--- Document segment ---
=======

Monday, January 14, 2008

Paul Krugman Has Predicted 9 Out of the Last None Recessions Under Bush Administration

1. "Right now it looks as if the economy is stalling..." — Paul Krugman, September 2002

2. "We have a sluggish economy, which is, for all practical purposes, in recession..." — Paul Krugman,
May 2003

3. "An oil-driven recession does not look at all far-fetched." — Paul Krugman,
May 2004

4. "A mild form of stagflation - rising inflation in an economy still well short of full employment - has already arrived." — Paul Krugman,
April 2005

5. "If housing prices actually started falling, we'd be looking at an economy pushed right back into recession. That's why it's so ominous to see signs that America's housing market ... is approaching the final, feverish stages of a speculative bubble." — Paul Krugman,
May 2005

6. "In fact, a growing number of economists are using the "R" word [i.e., "recession"] for 2006." - Paul Krugman,
August 2005

7. "But based on what we know now, there’s an economic slowdown coming." - Paul Krugman,
August 2006

8. "This kind of confusion about what’s going on is what typically happens when the economy is at a turning point, when an economic expansion is about to turn into a recession" - Paul Krugman,
December 2006

9. "Right now, statistical models ... give roughly even odds that we’re about to experience a formal recession. ... The odds are very good — maybe 2 to 1 — that 2007 will be a very tough year." - Paul Krugman,
December 2006

Bottom Line: In other words, to paraphrase
Megan McArdle, Paul Krugman has predicted nine out of the last none recessions under the Bush administration.

(Source: The Q&O Blog, via the Mighty Angus at Kids Prefer Cheese.)

Update: According to LyinginPonds, Paul Krugman ended up as the #2 most partisan columnist in 2007 (tied with Joe Conason), right behind the #1 most partisan columnist: Ann Coulter.

24 Comments:

At 1/14/2008 1:42 AM, Anonymous Anonymous said...

Is this another form of the "Bush Derangement Syndrome"? It sure looks like it. On the other hand, if Mr Krugman was also predicting non-recessions during previous presidencies, then he is just a bore.

 
At 1/14/2008 1:46 AM, Anonymous Anonymous said...

Makes your failing to predict this one only 1/9th as egregious.

=======

--- Set tasks ---
(1) Return the stretch of the Paul Krugman post from "Update: According to" through "just a bore.", copied word for word.
(2) In the post on Paul Krugman's recession predictions, which columnist was tied with Krugman as the #2 most partisan columnist in 2007?

=======

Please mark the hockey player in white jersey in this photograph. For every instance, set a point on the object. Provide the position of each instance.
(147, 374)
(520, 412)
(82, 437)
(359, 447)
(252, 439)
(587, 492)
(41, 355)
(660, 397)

=======

--- Worked answers ---
(1)
Update: According to LyinginPonds, Paul Krugman ended up as the #2 most partisan columnist in 2007 (tied with Joe Conason), right behind the #1 most partisan columnist: Ann Coulter.

24 Comments:

At 1/14/2008 1:42 AM, Anonymous Anonymous said...

Is this another form of the "Bush Derangement Syndrome"? It sure looks like it. On the other hand, if Mr Krugman was also predicting non-recessions during previous presidencies, then he is just a bore.

(2) Joe Conason